-- Start Material for the task --

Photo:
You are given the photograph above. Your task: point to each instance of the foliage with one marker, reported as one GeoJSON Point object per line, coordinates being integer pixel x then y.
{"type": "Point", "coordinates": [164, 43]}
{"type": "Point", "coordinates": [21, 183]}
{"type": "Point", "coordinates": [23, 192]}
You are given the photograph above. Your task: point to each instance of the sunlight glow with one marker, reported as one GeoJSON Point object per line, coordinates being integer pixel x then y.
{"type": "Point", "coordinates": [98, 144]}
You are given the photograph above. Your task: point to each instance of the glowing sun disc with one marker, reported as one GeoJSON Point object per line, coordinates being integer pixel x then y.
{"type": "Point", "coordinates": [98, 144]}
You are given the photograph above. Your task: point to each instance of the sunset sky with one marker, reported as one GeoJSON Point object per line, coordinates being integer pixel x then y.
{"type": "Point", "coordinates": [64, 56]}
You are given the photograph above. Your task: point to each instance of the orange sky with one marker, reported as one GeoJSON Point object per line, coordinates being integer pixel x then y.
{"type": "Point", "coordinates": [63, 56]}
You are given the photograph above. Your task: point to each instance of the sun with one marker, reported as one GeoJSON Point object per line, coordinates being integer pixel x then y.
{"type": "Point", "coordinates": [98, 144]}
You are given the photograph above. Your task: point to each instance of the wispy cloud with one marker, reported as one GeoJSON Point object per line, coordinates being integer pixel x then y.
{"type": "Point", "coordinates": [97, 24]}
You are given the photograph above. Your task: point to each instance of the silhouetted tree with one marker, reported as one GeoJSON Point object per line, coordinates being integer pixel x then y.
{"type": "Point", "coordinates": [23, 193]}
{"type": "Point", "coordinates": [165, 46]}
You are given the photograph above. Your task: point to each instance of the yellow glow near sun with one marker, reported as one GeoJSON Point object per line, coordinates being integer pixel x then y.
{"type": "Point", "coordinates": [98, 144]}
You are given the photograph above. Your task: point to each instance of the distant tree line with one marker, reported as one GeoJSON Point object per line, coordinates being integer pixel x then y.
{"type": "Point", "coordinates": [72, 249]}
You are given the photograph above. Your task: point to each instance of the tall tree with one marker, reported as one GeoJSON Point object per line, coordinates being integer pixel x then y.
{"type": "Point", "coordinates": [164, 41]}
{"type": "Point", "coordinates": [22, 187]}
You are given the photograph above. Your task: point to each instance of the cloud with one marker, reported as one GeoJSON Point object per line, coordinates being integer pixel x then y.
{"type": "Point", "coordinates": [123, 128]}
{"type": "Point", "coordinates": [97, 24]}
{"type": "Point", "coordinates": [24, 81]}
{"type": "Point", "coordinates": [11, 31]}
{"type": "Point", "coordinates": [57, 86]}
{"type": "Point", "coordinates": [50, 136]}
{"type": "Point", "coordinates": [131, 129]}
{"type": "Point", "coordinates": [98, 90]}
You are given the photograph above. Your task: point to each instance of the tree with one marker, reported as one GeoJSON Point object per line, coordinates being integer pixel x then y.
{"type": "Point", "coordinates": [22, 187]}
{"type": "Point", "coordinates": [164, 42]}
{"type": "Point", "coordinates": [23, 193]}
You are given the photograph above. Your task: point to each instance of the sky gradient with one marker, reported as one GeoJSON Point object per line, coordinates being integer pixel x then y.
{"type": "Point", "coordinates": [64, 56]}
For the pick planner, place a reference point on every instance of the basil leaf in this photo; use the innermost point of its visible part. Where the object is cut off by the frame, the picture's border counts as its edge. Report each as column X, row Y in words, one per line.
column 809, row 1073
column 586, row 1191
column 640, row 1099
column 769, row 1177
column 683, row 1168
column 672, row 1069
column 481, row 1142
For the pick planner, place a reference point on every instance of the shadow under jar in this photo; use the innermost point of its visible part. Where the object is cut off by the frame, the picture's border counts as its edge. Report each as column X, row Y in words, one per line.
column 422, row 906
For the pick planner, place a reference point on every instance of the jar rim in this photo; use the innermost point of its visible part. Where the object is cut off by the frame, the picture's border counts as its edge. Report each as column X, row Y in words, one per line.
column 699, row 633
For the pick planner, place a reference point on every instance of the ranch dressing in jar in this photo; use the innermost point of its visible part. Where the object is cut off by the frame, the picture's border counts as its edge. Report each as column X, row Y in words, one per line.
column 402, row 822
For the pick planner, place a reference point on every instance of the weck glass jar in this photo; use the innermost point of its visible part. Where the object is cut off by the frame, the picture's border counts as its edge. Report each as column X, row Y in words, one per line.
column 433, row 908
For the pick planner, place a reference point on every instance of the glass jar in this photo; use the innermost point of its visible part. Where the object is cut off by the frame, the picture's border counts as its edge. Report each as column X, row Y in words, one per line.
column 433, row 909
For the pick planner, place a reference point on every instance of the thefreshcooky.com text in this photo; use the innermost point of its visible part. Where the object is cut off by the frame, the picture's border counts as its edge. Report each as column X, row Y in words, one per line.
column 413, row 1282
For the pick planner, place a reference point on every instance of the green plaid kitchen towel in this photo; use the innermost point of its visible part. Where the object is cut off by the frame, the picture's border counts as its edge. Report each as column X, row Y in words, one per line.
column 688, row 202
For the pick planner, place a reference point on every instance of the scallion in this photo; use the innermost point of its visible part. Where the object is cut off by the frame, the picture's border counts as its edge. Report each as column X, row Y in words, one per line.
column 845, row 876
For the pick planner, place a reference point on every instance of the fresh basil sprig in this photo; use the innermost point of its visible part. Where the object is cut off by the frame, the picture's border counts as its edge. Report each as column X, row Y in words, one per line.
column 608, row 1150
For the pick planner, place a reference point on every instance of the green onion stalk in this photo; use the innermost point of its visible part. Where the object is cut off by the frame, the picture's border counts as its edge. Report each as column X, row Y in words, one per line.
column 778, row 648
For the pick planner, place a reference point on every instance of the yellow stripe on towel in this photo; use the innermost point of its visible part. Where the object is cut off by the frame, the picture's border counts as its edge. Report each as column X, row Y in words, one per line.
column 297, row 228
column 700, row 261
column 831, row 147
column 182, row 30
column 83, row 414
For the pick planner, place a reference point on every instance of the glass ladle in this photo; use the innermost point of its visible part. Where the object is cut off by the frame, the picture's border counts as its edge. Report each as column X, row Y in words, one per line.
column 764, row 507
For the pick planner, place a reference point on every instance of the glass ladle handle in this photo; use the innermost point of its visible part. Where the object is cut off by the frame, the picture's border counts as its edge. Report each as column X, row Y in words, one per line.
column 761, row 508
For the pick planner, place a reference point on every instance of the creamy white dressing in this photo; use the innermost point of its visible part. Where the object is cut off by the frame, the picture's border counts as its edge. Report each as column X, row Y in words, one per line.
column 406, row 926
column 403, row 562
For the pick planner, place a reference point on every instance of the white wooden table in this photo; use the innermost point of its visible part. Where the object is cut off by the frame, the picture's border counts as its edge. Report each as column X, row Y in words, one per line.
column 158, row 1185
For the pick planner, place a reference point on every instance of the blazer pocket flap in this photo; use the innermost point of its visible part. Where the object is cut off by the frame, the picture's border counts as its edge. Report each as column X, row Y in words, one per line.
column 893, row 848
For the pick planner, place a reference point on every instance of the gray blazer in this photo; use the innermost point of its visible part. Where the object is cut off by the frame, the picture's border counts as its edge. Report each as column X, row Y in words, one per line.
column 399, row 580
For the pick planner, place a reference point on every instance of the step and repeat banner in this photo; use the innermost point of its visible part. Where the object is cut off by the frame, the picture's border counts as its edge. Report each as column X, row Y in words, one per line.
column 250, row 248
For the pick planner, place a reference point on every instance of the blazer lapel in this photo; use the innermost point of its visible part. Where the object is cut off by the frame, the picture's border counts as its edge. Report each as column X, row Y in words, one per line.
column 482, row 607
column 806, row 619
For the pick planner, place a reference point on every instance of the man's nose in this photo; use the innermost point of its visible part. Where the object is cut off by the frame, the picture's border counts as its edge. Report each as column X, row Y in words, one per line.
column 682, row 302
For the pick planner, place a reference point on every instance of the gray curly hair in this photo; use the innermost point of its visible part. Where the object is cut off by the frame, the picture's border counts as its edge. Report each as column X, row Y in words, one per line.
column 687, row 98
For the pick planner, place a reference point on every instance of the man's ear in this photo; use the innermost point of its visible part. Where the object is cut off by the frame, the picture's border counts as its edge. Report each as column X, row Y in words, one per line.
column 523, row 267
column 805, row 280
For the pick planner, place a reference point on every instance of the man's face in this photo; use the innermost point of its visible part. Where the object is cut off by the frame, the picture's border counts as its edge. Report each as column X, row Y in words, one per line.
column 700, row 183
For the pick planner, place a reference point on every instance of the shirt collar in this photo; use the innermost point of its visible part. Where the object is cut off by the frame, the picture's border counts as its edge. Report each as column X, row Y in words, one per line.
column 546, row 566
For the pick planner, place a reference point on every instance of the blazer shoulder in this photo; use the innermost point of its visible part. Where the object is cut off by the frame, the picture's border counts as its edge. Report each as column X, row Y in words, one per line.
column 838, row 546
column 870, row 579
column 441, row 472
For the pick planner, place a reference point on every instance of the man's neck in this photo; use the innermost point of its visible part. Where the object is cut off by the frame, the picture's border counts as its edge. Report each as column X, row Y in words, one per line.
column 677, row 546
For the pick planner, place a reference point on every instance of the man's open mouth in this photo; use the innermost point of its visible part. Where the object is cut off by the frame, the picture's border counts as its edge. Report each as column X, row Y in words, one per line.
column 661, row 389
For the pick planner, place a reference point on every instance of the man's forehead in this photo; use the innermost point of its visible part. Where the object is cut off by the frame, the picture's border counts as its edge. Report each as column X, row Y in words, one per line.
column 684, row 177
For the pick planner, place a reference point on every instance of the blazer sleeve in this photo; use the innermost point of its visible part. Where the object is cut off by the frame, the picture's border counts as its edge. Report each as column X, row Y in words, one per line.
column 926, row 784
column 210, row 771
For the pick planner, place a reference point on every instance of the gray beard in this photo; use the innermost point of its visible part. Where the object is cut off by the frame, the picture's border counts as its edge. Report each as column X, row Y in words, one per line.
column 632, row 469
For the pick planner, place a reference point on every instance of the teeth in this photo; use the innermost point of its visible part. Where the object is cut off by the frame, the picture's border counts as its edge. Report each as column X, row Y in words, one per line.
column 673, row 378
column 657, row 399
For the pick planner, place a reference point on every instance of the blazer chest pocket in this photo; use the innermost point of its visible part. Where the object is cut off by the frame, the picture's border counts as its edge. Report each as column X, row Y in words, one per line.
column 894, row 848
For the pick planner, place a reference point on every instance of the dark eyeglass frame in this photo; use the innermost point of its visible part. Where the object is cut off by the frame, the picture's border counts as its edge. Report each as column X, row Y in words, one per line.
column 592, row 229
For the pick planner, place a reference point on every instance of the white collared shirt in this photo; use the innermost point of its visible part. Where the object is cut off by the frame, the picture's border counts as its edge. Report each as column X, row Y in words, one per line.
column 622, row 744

-- End Material for the task --

■ What to produce
Recast the material above as a numbered list, starting at the line that has "the man's ear" and stopping after the line that has "column 805, row 280". Include both of those lines and leave out any blank lines.

■ Output below
1. For the pick planner, place a reference point on every instance of the man's ear in this photo; use the innermost point of its visible part. Where the object is cut off by the frame, the picture's border counts as its edge. Report each as column X, row Y in words, one per line.
2. column 523, row 267
3. column 805, row 280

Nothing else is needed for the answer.